**Exercise details:** In the note about a planned future home, rewrite the passage that begins with "I will not get" and ends after "towards the mortgage.", replacing "streetlights" with "street lamps".
----- Extract
Friday, February 20, 2009

LAST long FACT about myself! 25/25: Planned future home, and a future to change for energy.

(Continued from "24/25 facts about myself: "How I would change things if I woke up in my past." (One fact per note now.)."

(Foreword: If you've been tagged, press Ctrl+F and type your name to find where I mentioned you.)


I will not get a home the traditional way. I would hate to bust the bank for that. I would much rather start small with a kind of home that is easy to expand with the family. Easy like Lego-blocks, but with welding and other work put in between. It will also help the environment. Then I want to retrofit current streetlights with solar panels and little wind turbines. Basically, help the environment with everyday environs.


Student loans are/were (someday "were") troublesome enough. We need not saddle ourselves with mortgages. Do we expect a 6-member family? Therefore, some couples who do will buy a 4-bedroom house (assuming bunks in the childrens' bedrooms) with one set aside for guests. However, they may not get around to having 4 children because they can't afford raising them, much because they have to put a bulk of it towards the mortgage.
----------
----- Collected data
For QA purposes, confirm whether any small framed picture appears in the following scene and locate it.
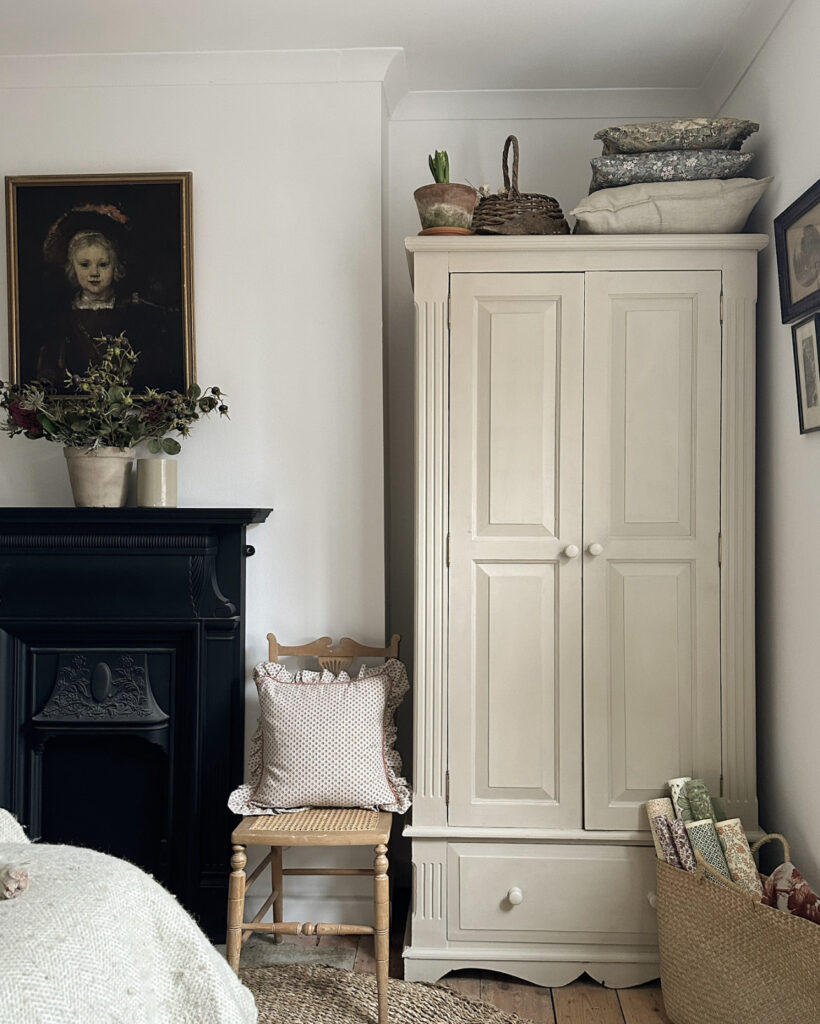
----------
**Response below:**
I will not get a home the traditional way. I would hate to bust the bank for that. I would much rather start small with a kind of home that is easy to expand with the family. Easy like Lego-blocks, but with welding and other work put in between. It will also help the environment. Then I want to retrofit current street lamps with solar panels and little wind turbines. Basically, help the environment with everyday environs.


Student loans are/were (someday "were") troublesome enough. We need not saddle ourselves with mortgages. Do we expect a 6-member family? Therefore, some couples who do will buy a 4-bedroom house (assuming bunks in the childrens' bedrooms) with one set aside for guests. However, they may not get around to having 4 children because they can't afford raising them, much because they have to put a bulk of it towards the mortgage.